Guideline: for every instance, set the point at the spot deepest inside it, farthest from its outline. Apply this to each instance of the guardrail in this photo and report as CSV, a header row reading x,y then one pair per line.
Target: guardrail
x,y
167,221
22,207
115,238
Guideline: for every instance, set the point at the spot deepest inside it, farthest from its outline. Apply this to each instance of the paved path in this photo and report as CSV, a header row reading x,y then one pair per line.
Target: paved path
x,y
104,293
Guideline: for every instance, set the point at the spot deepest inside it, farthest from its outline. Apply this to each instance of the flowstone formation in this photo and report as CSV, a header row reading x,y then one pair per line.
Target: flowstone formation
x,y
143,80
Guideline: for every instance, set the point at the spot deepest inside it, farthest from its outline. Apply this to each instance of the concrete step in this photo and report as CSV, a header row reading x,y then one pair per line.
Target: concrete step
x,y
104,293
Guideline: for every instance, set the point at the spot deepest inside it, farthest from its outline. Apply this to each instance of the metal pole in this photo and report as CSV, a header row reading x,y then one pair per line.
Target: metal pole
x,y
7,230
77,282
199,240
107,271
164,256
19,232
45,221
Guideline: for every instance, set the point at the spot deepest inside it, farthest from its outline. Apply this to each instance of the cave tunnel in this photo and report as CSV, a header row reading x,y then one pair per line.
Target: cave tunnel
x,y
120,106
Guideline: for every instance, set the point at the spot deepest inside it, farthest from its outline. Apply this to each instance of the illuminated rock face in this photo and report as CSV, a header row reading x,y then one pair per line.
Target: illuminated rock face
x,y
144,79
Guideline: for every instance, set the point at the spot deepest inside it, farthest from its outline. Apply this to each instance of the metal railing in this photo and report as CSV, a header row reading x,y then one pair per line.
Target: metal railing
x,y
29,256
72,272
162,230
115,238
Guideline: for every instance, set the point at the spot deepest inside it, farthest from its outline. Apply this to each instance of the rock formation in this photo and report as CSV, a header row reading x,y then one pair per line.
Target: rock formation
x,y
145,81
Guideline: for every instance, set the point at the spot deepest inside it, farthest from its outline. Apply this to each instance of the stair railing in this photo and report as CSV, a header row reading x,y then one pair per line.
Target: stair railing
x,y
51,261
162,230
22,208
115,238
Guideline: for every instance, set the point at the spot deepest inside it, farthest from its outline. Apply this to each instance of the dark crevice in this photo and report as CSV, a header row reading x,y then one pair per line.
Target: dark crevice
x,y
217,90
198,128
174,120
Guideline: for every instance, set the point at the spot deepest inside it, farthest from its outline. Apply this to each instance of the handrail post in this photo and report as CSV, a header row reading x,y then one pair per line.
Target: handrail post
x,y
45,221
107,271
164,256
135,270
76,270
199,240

==============================

Starting at the line that contains "of the handrail" and ending with the last line of the records, write those lines out again with "handrail post" switched to "support post" and nothing else altered.

Guideline: for every instance, set the point at the spot deepest inside it, farthest from its outline. Apply this to each instance of the support post in this photo and report as CSV, a header row reading x,y then one pair per line.
Target: support post
x,y
45,221
107,271
164,256
135,270
76,270
199,240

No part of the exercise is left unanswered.